SET EXERCISE:
Reproduce every item below word for word, line by line, with nothing changed.

━━━━━ DATA SUPPLIED

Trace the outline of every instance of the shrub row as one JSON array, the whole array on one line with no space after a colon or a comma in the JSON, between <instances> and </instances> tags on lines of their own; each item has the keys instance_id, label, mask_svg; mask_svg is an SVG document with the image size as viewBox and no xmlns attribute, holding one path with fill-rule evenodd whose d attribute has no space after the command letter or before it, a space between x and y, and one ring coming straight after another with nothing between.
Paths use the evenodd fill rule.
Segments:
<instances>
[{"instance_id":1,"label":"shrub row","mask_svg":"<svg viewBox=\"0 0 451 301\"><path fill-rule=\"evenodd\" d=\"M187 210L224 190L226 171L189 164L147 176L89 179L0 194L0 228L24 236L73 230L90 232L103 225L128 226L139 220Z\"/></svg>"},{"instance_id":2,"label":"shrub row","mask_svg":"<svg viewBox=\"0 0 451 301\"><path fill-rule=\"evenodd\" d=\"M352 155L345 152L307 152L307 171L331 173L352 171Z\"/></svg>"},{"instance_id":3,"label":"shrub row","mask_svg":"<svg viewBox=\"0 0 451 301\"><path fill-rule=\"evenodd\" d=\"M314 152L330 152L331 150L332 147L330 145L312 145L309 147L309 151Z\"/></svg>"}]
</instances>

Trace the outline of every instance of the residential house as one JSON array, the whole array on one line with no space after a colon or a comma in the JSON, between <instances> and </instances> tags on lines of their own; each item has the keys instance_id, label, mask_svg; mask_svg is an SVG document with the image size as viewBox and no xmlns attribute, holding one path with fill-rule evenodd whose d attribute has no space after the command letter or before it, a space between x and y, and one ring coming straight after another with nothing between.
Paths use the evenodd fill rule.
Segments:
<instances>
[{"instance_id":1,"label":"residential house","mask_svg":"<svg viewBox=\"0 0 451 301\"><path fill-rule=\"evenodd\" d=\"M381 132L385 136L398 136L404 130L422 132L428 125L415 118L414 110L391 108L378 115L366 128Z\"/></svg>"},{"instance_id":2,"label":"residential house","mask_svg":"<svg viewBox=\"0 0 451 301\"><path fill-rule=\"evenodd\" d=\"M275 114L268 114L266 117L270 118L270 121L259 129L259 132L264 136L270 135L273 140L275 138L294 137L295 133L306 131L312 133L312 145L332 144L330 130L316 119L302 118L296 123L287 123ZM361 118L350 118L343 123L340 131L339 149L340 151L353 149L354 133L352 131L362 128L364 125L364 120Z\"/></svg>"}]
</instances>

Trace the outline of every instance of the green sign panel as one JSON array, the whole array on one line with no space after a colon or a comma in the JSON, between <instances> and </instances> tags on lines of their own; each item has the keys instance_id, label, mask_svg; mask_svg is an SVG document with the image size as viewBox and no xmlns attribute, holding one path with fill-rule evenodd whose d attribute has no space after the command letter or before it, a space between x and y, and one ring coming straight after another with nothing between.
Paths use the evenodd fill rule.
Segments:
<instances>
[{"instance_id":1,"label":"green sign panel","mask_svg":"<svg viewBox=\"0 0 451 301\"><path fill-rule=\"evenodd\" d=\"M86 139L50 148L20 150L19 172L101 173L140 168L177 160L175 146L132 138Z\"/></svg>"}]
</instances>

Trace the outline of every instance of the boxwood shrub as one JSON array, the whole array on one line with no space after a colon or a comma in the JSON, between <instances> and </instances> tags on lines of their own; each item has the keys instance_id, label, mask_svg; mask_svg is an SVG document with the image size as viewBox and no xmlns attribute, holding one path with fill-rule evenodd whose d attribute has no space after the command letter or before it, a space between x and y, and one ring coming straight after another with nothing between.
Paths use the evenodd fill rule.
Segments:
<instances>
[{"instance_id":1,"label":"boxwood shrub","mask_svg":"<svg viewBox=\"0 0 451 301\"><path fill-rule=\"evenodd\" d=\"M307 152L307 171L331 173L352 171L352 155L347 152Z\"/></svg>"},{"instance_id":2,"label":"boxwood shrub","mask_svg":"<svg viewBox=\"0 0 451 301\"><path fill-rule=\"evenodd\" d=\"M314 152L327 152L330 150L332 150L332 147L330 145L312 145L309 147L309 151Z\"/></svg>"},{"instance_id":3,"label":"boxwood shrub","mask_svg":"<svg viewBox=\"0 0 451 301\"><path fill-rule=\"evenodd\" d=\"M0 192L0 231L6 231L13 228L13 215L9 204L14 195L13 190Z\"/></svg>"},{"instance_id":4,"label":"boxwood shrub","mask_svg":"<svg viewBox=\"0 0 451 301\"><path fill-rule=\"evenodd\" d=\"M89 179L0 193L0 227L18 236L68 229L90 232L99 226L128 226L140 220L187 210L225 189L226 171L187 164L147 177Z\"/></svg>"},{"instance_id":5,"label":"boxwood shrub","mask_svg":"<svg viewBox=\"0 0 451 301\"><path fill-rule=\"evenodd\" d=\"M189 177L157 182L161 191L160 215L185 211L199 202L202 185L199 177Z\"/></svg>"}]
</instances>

━━━━━━━━━━

EXERCISE SOLUTION:
Trace the outline of every instance of the shrub row as one JSON array, the whole array on one line with no space after a colon or a comma in the JSON, between <instances> and </instances> tags on lines of their own; each item has the keys instance_id, label, mask_svg; mask_svg is an SVG document with the image size as viewBox and no xmlns attribute, holding one path with fill-rule evenodd whose d attribute has no space after the command letter or before it, a space between x and y, and one ring coming straight after another with nothing between.
Paths use the evenodd fill rule.
Segments:
<instances>
[{"instance_id":1,"label":"shrub row","mask_svg":"<svg viewBox=\"0 0 451 301\"><path fill-rule=\"evenodd\" d=\"M187 210L224 190L226 171L189 164L147 176L89 179L0 194L0 228L24 236L73 230L90 232L103 225L128 226L139 220Z\"/></svg>"},{"instance_id":2,"label":"shrub row","mask_svg":"<svg viewBox=\"0 0 451 301\"><path fill-rule=\"evenodd\" d=\"M352 155L345 152L307 152L307 171L331 173L352 171Z\"/></svg>"},{"instance_id":3,"label":"shrub row","mask_svg":"<svg viewBox=\"0 0 451 301\"><path fill-rule=\"evenodd\" d=\"M314 152L330 152L331 150L332 147L330 145L312 145L309 147L309 151Z\"/></svg>"}]
</instances>

Trace the outline of every instance of the residential house as one JSON array, the whole array on one line with no space after a colon or a comma in the JSON, between <instances> and </instances> tags on lines of their own; each item has the keys instance_id, label, mask_svg; mask_svg is an SVG document with the image size as viewBox and no xmlns attribute, holding one path with fill-rule evenodd whose d attribute has no space after the command letter or before it, a space between x and y, and one ring coming straight after another with nothing between.
Paths use the evenodd fill rule.
Segments:
<instances>
[{"instance_id":1,"label":"residential house","mask_svg":"<svg viewBox=\"0 0 451 301\"><path fill-rule=\"evenodd\" d=\"M381 132L385 136L398 136L404 130L422 132L428 125L415 118L414 110L391 108L378 115L366 128Z\"/></svg>"},{"instance_id":2,"label":"residential house","mask_svg":"<svg viewBox=\"0 0 451 301\"><path fill-rule=\"evenodd\" d=\"M275 114L268 114L266 117L270 118L270 121L259 129L259 132L264 136L270 135L273 140L275 138L294 137L295 133L306 131L312 133L312 145L332 144L330 130L316 119L302 118L296 123L287 123ZM361 118L350 118L343 123L340 131L339 149L340 151L353 149L354 133L352 131L362 128L364 125L364 120Z\"/></svg>"}]
</instances>

Trace the outline of every instance of the green sign panel as one JSON array, the whole array on one line with no space after a colon or a comma in the JSON, between <instances> and </instances> tags on lines of their own; each item has the keys instance_id, label, mask_svg; mask_svg is an SVG document with the image size as viewBox and no xmlns attribute, holding one path with fill-rule evenodd whose d attribute has no space after the command letter or before it, a space between x and y, and one ring coming straight after another with nothing between.
Paths use the evenodd fill rule.
Segments:
<instances>
[{"instance_id":1,"label":"green sign panel","mask_svg":"<svg viewBox=\"0 0 451 301\"><path fill-rule=\"evenodd\" d=\"M86 139L50 148L20 150L19 172L101 173L140 168L177 160L175 146L132 138Z\"/></svg>"}]
</instances>

Trace the outline of every instance of the boxwood shrub as one JSON array, the whole array on one line with no space after a colon or a comma in the JSON, between <instances> and </instances> tags on lines of their own; each item has the keys instance_id, label, mask_svg; mask_svg is an SVG document with the image size as viewBox and no xmlns attribute, holding one path with fill-rule evenodd whose d attribute has no space after the command letter or before it, a space between x and y, and one ring coming straight after another with nothing between.
Paths use the evenodd fill rule.
Segments:
<instances>
[{"instance_id":1,"label":"boxwood shrub","mask_svg":"<svg viewBox=\"0 0 451 301\"><path fill-rule=\"evenodd\" d=\"M307 152L307 171L331 173L352 171L352 155L347 152Z\"/></svg>"},{"instance_id":2,"label":"boxwood shrub","mask_svg":"<svg viewBox=\"0 0 451 301\"><path fill-rule=\"evenodd\" d=\"M314 152L327 152L330 150L332 150L332 147L330 145L312 145L309 147L309 151Z\"/></svg>"},{"instance_id":3,"label":"boxwood shrub","mask_svg":"<svg viewBox=\"0 0 451 301\"><path fill-rule=\"evenodd\" d=\"M0 192L0 231L6 231L13 228L13 215L9 204L14 195L13 190Z\"/></svg>"},{"instance_id":4,"label":"boxwood shrub","mask_svg":"<svg viewBox=\"0 0 451 301\"><path fill-rule=\"evenodd\" d=\"M89 179L0 193L0 227L18 236L68 229L90 232L99 226L128 226L140 220L187 210L225 189L226 171L187 164L147 177Z\"/></svg>"},{"instance_id":5,"label":"boxwood shrub","mask_svg":"<svg viewBox=\"0 0 451 301\"><path fill-rule=\"evenodd\" d=\"M189 177L157 182L161 191L160 215L185 211L199 202L202 185L199 177Z\"/></svg>"}]
</instances>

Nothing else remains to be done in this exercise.